[Problem requirements]: Edit the listing, starting with the line that contains "BBOX yellow debris piece" and going on through the line that contains "(0, 329), (303, 458)". Replace "harvested field" with "plowed field" and keep everything else in those lines unchanged.

Records from a data collection:
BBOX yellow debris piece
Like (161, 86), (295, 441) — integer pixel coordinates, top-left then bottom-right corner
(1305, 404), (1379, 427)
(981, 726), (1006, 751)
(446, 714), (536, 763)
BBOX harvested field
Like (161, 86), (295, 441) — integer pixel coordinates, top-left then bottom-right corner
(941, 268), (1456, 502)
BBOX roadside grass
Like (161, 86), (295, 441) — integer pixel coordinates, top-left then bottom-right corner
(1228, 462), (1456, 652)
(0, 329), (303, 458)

==

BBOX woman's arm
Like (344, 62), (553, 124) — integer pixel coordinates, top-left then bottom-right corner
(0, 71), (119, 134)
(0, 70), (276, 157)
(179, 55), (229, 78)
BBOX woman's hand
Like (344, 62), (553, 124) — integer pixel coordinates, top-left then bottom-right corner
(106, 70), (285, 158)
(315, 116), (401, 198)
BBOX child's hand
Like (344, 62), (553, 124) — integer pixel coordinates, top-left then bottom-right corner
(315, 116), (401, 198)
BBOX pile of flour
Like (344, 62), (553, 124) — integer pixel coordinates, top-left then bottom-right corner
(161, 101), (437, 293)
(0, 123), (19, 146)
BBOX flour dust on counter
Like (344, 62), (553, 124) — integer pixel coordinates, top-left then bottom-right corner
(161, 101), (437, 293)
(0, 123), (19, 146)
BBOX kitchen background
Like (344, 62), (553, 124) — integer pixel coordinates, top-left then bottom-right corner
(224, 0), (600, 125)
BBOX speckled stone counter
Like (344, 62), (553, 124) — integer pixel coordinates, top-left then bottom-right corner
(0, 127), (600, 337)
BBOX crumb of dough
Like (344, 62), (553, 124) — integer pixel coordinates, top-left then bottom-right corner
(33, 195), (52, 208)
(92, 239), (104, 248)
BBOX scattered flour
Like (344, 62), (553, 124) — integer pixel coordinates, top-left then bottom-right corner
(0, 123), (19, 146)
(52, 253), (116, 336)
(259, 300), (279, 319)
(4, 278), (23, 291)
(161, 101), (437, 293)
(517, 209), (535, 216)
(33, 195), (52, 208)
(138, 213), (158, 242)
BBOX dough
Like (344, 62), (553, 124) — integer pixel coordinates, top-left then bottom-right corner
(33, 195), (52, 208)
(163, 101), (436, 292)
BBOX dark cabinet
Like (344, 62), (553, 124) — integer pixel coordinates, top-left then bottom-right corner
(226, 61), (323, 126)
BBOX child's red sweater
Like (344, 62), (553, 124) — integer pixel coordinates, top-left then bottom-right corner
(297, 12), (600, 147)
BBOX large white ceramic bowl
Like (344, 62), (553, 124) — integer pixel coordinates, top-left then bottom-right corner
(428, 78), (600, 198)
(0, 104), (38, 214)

[Correct response]:
BBOX yellow debris piece
Like (161, 86), (295, 441) — integer pixel coordinates, top-left then bottom-right corner
(1305, 404), (1379, 427)
(981, 726), (1006, 751)
(446, 714), (536, 763)
BBOX plowed field
Like (161, 86), (295, 441) — integer pixel coordinates, top-left then bottom-right corner
(941, 268), (1456, 502)
BBOX roadside grass
Like (161, 86), (295, 441) — integer pixel coordinates, top-left then bottom-right corner
(1228, 462), (1456, 652)
(0, 329), (303, 458)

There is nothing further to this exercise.